QUELLE:

Wir gehen jetzt davon aus, dass es funktioniert hat und es eine neue Person im Leben gibt. Dann kommt eine ähnliche Frage wie zu Beginn: Wie sage ich meinen Kindern oder Enkelkindern, dass es wieder einen Partner oder eine Partnerin an meiner Seite gibt?
Hesse: Also dass man einfach die Menschen, die einem wichtig sind, an seinem Leben teilhaben lässt, an den Gedanken, an den Gefühlen und dazu gehört auch ein neuer Partner oder eine neue Partnerin. Dass man da einfach langsam so Schritt für Schritt für Begegnung sorgt und mal was miteinander unternimmt. Und nicht gleich sofort ein Riesending daraus macht, sondern vielleicht mal ein bisschen unkomplizierter.
Um das ganze zusammenzufassen: Haben Sie einen Rat für Singles, die sich nach einer langen Zeit getrennt haben oder es überlegen zu tun, um sie für den Neuanfang zu ermutigen?
Hesse: Einfach offen bleiben und sehr achtsam, was die eigenen Gedanken und Gefühle anbetrifft. Wie fühlt es sich an, wenn ich mit meinem Gegenüber zusammen bin, fühlt es sich gut an oder nicht so gut. Und dann eben auch gegebenenfalls die Konsequenzen draus ziehen. Man sollte sich Zeit lassen und gut bei sich bleiben, um dann auch gute Entscheidungen treffen zu können, auch wenn man denkt, dass man diese Zeit mit 60 nicht mehr hat. Genau das ist der Fehler.

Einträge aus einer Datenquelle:
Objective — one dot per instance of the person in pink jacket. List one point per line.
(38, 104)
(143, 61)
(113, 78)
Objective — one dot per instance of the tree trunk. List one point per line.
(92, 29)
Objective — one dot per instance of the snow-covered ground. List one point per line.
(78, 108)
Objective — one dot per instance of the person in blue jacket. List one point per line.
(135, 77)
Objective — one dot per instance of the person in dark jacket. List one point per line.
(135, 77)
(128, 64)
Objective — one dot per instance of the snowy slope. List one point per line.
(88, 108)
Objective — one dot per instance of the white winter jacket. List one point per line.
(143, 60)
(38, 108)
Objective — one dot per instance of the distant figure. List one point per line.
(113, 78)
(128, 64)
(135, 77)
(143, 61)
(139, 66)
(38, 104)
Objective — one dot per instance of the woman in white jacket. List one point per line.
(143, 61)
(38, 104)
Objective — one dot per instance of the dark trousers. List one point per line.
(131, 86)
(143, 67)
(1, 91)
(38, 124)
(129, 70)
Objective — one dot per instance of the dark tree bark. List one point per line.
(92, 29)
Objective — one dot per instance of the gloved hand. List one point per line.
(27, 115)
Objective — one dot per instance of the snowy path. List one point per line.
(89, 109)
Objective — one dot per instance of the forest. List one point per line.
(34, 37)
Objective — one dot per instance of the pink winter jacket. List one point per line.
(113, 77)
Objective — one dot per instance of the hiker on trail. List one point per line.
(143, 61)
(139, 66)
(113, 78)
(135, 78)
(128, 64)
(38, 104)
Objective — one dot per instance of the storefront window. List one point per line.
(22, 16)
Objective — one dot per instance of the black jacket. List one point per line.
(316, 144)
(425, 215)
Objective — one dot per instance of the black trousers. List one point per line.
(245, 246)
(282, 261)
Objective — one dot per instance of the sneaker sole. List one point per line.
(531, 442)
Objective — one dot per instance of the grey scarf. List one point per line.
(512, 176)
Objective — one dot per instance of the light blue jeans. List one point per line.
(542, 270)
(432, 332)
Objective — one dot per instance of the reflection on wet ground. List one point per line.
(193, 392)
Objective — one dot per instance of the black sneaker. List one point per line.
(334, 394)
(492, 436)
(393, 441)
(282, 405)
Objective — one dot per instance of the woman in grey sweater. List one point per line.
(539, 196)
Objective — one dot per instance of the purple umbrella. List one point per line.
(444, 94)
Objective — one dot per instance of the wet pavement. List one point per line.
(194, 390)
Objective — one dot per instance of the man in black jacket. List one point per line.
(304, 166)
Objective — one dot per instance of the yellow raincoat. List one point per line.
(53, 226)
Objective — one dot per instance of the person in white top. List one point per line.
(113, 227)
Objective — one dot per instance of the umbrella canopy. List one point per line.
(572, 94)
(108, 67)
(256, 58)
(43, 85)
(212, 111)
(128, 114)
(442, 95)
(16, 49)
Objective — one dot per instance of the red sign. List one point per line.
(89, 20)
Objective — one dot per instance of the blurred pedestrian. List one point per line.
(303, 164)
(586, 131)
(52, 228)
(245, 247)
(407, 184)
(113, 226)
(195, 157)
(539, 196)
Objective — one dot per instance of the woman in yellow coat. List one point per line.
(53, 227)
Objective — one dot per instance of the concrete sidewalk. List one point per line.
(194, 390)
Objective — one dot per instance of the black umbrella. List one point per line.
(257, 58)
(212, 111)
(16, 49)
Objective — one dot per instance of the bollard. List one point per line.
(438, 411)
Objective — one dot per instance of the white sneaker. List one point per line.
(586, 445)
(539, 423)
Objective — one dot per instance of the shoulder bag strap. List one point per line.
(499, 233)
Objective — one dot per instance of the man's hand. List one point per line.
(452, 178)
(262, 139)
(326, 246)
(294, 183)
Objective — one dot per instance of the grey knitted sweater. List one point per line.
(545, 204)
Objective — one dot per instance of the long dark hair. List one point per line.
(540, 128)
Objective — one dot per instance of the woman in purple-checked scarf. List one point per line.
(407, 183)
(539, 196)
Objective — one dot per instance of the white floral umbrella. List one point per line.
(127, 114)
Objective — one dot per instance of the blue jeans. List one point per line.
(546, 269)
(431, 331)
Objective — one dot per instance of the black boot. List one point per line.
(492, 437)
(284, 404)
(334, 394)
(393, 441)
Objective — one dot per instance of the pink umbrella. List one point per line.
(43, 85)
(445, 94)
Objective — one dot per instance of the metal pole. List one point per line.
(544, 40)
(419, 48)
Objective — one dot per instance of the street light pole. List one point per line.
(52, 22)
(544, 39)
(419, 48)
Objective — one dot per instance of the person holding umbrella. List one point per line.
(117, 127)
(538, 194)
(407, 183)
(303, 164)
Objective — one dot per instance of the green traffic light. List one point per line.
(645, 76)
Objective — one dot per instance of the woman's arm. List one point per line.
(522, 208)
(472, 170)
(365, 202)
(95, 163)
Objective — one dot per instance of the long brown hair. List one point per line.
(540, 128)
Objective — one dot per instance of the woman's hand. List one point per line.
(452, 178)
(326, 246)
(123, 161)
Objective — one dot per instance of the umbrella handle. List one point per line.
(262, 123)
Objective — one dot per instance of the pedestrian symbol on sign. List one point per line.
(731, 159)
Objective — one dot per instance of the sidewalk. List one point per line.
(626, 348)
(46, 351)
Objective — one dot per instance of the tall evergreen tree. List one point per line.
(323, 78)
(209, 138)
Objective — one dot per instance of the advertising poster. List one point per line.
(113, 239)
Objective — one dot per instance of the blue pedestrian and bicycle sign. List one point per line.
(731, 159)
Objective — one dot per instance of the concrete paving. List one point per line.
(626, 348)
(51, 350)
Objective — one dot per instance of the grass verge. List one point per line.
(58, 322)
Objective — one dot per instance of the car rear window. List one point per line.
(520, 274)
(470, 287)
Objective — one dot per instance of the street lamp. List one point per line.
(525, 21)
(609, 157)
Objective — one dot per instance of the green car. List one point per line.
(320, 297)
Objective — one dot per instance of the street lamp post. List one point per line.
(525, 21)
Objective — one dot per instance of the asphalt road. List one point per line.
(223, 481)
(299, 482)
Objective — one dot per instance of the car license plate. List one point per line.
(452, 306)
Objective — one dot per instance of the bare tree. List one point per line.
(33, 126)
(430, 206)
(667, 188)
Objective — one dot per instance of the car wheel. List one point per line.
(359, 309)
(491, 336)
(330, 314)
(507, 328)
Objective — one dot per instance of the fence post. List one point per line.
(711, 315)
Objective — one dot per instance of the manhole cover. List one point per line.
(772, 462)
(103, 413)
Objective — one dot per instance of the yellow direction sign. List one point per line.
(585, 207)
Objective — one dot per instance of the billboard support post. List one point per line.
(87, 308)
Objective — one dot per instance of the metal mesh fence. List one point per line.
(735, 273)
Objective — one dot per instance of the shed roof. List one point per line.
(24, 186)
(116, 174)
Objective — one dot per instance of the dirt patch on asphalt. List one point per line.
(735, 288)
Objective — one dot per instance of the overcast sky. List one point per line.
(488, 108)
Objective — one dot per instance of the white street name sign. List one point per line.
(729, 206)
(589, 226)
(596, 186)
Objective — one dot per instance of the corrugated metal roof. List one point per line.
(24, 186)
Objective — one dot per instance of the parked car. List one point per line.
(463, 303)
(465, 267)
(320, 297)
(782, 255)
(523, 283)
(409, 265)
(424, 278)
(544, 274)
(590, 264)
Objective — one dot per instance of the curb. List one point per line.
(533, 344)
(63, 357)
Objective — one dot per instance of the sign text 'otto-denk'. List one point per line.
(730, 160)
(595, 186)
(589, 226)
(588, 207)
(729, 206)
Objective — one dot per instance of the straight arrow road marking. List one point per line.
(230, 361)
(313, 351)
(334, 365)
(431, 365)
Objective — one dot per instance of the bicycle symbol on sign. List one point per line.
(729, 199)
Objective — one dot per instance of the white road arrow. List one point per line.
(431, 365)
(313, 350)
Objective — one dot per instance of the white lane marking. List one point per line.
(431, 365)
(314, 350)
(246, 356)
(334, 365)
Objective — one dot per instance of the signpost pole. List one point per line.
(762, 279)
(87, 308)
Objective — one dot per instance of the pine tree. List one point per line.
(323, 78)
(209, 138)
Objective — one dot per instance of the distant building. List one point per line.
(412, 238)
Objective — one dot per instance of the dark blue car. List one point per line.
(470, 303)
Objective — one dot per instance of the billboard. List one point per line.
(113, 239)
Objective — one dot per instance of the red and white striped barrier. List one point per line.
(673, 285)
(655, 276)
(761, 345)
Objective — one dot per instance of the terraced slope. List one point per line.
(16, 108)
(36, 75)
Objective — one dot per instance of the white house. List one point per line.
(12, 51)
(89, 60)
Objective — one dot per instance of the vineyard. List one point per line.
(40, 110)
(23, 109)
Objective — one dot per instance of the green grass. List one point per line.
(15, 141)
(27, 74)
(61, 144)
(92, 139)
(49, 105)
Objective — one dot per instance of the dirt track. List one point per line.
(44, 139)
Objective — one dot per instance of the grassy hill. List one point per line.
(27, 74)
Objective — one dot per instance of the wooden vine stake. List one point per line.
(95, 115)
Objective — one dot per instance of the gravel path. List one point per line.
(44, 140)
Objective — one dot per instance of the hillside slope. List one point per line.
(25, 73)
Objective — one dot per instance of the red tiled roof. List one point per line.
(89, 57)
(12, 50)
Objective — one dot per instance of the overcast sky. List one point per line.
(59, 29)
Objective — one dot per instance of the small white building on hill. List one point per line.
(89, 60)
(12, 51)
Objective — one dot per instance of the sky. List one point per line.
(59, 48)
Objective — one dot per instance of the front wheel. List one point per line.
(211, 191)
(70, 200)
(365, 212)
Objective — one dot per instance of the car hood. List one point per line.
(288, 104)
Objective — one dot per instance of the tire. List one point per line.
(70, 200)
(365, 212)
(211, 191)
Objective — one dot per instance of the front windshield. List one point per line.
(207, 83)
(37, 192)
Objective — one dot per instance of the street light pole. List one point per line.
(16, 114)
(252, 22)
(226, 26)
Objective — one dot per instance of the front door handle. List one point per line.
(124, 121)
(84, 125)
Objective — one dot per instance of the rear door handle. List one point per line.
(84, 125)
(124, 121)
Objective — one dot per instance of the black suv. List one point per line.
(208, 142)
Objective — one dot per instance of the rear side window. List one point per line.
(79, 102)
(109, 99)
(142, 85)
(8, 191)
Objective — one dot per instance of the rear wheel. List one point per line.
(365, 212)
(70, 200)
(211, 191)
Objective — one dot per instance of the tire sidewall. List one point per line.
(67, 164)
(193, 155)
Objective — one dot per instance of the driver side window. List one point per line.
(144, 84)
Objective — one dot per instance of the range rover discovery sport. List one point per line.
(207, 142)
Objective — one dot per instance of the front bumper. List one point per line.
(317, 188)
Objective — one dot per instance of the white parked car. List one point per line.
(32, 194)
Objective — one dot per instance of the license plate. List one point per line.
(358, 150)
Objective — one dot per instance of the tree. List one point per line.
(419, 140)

AUSZUFÜHRENDE AUFGABE: Setze das Interview zum Neuanfang nach einer späten Trennung bitte im Anschluss an seinen letzten Satz fort.

ANTWORT ZUR AUFGABE:
Zum Abschluss noch eine Frage für unsere fränkischen Leser: Glauben sie, dass Leute aus Franken anders Daten als aus anderen Regionen? Können Sie unseren Lesern einen guten Tipp geben?
Hesse: Ich könnte mir vorstellen, dass sich die Franken ein bisschen schwerer tun. Hier wird oft gesagt: “Ned gschimpft isch globt gnua” oder auch, dass die Franken ein wenig Mundfaul sein. Da glaube ich, haben es manch andere Bundesländer einfache. In anderen Regionen quatschen die Leute einfach drauf los oder halten mit jedem ein bisschen Smalltalk.
Mein Rat wäre, einfach ein bisschen unkomplizierter zu sein und nicht so schnell zu bewerten. Auch mal offener für das ein oder andere zu sein.